__________________
Protocol inzake het overlijden HKH Prinses Juliana der
Nederlanden (22/03/04)
Bij het overlijden van een lid van het Koninklijk Huis komt de
Ministerraad zo spoedig mogelijk bijeen om te bespreken wat er moet
gebeuren. Er wordt een protocol opgemaakt, waarin twee zaken die van
belang zijn voor gemeenten worden geregeld: het openen van
condoleanceregisters in het land en het halfstok hangen van de
vlaggen, vanaf het moment van overlijden tot het bijzetten van het
stoffelijk overschot op 30 maart in het familiegraf in de Nieuwe Kerk
in Delft, met uitzondering van de zondag. De luidinstructie houdt in
dat behoudens plaatselijke traditie klokluiden alleen is toegestaan op
de dag van de uitvaartdienst. Dit protocol wordt naar alle gemeenten
gestuurd.
Nederland kent geen nationale rouw, althans dat is niet de
terminologie van het protocol. De Ministerraad kan verder geen
verplichtingen opleggen aan decentrale overheden of particuliere
organisaties of burgers. In principe gaan alle geplande activiteiten
gewoon door. Het is aan de gemeente zelf om te beslissen wat zij
verder wil regelen. Enkele gemeenten hebben ons gevraagd of hiervoor
enige richtlijnen zijn te geven. Uitgaande van de eigen
beleidsvrijheid en verantwoordelijkheid van de gemeentebesturen,
adviseren wij het volgende.

* [BESCHIKBARE GEGEVENS]:
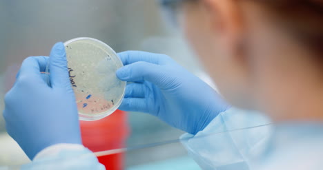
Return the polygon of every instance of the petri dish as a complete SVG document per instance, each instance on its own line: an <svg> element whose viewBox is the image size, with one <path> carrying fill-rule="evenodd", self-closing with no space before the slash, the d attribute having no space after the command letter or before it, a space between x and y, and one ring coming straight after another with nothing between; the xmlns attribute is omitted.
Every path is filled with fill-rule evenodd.
<svg viewBox="0 0 323 170"><path fill-rule="evenodd" d="M115 52L102 41L88 37L71 39L64 45L79 119L97 120L115 112L126 85L115 74L124 66ZM48 66L46 72L50 74Z"/></svg>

* [GEBRUIK DE INFORMATIE]:
**A.** Geef voor elke bewering aan of die overeenkomt met het tekstfragment over het overlijden van Prinses Juliana. Antwoord met ja of nee en citeer de woorden uit het tekstfragment die de doorslag geven.
(i) De Ministerraad komt na het overlijden van een lid van het Koninklijk Huis zo snel mogelijk bijeen.
(ii) De vlaggen hangen ook op zondag halfstok.
(iii) Het protocol spreekt van nationale rouw.
**B.** Schrijf het tekstfragment over het overlijden van Prinses Juliana verder vanaf de laatste zin.
De gegevens spelen hierbij geen rol.

* [ANTWOORDEN BIJ OEFENING]:
**A.**
(i) Ja: "Bij het overlijden van een lid van het Koninklijk Huis komt de Ministerraad zo spoedig mogelijk bijeen om te bespreken wat er moet gebeuren."
(ii) Nee: "met uitzondering van de zondag"
(iii) Nee: "Nederland kent geen nationale rouw, althans dat is niet de terminologie van het protocol."

**B.**
Wij gaan ervan uit dat geplande huwelijken en andere reguliere zaken
gewoon doorgang moeten vinden. De burgemeester kan bijvoorbeeld wel
terughoudend zijn met het verlenen van evenementenvergunningen,
evenals het College met het verlenen van bijvoorbeeld
standplaatsvergunningen. Bij reeds verleende vergunningen kan de
gemeente contact opnemen met de vergunninghouders om ongepast
feestgedruis te voorkomen. Slechts in extreme gevallen kan gebruik
worden gemaakt van de bevoegdheid tot het intrekken of wijzigen van
een vergunning. Zoals in artikel 1.6, aanhef en onder b, van de
model-APV is vermeld, kan dit alleen als de intrekking of wijziging
wordt gevorderd door het belang of de belangen ter bescherming waarvan
de vergunning is vereist.
Uiteraard kan het ook zo zijn dat burgers of particuliere organisaties
zelf besluiten om hun voorgenomen activiteiten stil te leggen of
aangepast doorgang te laten vinden. Een verleende vergunning kan dan
op verzoek worden ingetrokken of gewijzigd op grond van artikel 1.6,
aanhef en onder e, van de model-APV.